(Records from an annotation dataset)
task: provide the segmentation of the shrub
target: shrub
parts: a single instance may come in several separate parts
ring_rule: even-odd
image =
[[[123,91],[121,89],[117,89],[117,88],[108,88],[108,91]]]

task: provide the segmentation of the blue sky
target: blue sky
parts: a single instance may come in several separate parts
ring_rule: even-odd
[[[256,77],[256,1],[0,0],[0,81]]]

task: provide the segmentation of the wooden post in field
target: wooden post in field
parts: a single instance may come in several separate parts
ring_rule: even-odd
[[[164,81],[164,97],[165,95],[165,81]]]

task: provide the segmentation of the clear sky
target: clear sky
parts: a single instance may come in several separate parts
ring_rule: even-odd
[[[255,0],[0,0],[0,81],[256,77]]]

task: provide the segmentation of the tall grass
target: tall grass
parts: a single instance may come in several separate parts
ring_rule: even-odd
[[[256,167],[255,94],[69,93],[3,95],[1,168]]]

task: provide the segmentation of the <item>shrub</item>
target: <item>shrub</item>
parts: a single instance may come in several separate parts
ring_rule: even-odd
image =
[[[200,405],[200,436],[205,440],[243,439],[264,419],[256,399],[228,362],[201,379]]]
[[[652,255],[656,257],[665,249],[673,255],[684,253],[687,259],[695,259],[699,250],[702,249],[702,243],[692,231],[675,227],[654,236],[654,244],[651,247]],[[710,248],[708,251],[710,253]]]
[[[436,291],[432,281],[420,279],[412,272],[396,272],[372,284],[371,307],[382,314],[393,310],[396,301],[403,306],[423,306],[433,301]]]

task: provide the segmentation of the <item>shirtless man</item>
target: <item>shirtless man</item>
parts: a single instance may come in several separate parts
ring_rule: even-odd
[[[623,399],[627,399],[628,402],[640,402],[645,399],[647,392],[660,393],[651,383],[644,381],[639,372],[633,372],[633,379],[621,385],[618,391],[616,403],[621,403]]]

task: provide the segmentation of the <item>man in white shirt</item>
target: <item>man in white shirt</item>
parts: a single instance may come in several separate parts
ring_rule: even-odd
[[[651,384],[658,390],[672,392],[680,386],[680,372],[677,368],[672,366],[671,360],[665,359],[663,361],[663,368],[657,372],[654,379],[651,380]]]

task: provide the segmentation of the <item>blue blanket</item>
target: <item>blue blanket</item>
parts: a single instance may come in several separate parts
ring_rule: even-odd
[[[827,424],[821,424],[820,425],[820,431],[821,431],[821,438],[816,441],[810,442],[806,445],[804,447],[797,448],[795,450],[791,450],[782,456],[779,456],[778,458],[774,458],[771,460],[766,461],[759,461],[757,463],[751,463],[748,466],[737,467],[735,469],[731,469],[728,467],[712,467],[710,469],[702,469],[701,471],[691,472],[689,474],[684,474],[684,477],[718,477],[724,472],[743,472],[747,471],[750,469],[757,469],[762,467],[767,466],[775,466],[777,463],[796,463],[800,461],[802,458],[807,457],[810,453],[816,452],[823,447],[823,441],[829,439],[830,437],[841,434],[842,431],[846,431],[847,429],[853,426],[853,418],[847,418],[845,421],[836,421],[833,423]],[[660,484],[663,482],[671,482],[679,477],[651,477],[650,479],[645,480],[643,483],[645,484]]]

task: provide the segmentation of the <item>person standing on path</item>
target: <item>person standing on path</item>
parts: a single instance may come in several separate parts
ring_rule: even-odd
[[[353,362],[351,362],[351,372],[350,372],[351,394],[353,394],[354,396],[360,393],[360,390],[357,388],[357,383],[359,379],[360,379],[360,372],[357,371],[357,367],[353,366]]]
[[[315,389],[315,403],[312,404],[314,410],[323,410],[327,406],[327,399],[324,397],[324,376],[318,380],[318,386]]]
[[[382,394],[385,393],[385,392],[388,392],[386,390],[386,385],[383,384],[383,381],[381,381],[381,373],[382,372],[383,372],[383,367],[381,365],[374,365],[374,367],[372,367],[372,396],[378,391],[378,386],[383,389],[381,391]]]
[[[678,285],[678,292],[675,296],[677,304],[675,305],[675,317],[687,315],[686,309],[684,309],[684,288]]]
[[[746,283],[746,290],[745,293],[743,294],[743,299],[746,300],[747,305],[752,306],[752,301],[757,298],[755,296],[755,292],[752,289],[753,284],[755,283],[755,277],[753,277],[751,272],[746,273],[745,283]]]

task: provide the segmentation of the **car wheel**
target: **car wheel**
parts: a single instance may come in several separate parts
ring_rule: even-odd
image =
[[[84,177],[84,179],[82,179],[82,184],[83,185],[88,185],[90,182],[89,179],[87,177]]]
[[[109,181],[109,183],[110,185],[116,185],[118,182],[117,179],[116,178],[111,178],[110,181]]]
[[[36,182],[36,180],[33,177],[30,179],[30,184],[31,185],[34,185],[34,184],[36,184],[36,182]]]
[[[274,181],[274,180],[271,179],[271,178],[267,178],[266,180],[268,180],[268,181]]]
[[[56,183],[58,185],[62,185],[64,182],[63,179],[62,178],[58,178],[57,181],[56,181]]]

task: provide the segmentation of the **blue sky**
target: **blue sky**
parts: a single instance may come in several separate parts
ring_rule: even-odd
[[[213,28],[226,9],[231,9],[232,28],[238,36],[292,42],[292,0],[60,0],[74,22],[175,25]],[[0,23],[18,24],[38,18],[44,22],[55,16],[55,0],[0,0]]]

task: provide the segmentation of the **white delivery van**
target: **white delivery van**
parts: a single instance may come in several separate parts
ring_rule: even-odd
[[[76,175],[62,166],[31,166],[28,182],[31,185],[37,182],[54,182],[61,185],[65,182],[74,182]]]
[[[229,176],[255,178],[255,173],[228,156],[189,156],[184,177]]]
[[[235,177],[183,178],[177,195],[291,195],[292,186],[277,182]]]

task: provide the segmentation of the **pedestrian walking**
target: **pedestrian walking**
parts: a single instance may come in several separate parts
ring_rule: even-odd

* * *

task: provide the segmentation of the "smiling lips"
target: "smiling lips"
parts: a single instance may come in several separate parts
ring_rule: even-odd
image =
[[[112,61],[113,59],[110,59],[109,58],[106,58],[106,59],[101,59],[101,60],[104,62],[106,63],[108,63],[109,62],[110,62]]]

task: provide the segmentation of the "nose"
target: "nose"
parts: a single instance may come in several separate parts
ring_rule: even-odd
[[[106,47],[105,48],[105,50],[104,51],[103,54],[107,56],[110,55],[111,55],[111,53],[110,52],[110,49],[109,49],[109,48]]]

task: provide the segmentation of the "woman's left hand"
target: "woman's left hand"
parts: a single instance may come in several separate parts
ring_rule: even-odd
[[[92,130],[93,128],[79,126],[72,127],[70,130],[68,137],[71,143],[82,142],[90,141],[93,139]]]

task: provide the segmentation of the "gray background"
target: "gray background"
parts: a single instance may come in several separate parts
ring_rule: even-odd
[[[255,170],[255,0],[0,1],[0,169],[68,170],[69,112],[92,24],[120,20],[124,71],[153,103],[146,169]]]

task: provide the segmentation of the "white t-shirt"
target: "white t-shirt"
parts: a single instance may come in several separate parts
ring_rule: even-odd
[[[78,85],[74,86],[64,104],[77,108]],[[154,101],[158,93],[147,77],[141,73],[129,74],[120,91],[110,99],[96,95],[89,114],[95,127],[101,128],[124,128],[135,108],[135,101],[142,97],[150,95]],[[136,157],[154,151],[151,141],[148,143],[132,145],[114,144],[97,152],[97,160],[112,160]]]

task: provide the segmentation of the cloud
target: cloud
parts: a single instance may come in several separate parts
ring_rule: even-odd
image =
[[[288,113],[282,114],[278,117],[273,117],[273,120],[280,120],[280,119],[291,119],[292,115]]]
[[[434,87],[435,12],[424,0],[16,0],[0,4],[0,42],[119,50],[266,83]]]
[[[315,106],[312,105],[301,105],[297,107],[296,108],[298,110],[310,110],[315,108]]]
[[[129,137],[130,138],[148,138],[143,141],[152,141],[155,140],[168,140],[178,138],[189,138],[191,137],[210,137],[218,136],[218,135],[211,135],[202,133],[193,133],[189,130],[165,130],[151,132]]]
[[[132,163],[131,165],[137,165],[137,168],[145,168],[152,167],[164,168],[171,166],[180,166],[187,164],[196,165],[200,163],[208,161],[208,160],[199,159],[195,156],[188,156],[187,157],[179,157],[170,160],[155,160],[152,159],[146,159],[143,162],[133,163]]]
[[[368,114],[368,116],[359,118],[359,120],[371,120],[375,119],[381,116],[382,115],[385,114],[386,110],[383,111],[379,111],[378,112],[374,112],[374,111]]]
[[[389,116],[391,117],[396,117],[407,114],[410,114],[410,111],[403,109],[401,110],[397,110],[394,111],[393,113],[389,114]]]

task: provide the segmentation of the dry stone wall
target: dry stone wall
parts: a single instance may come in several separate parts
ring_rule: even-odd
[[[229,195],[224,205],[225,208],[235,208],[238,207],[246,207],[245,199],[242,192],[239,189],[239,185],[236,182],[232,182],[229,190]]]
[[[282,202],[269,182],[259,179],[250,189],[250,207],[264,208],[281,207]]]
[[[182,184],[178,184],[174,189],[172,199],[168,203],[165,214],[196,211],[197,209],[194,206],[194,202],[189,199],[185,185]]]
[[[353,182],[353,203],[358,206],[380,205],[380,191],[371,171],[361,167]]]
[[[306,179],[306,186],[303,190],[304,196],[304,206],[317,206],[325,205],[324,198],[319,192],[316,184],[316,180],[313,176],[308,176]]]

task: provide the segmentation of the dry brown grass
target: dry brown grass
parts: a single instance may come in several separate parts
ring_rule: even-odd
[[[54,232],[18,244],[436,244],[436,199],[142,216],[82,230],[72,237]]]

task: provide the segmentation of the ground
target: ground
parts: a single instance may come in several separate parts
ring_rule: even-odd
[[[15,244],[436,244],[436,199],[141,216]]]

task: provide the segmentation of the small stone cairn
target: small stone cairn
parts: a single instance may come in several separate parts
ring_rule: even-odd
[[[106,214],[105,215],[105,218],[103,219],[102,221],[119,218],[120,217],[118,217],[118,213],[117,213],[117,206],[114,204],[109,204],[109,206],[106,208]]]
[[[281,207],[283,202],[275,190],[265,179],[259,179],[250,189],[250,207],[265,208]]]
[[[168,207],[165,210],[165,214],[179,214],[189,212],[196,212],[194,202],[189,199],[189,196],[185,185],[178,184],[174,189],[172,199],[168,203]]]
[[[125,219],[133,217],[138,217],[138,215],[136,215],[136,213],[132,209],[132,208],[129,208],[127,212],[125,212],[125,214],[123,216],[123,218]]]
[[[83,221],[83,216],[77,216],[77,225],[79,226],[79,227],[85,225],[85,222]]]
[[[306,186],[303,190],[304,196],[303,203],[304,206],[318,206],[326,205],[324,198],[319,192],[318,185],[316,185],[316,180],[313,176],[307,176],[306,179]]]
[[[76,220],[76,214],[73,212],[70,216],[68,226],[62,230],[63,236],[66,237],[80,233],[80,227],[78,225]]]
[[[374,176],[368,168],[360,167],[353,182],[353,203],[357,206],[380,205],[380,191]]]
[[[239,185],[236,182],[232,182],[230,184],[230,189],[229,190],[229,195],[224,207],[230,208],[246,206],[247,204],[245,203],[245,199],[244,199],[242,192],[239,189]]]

§ WRITTEN REQUEST: Count the lines in the data above that contain the string "nose". Give only the number.

§ TASK RESPONSE: 2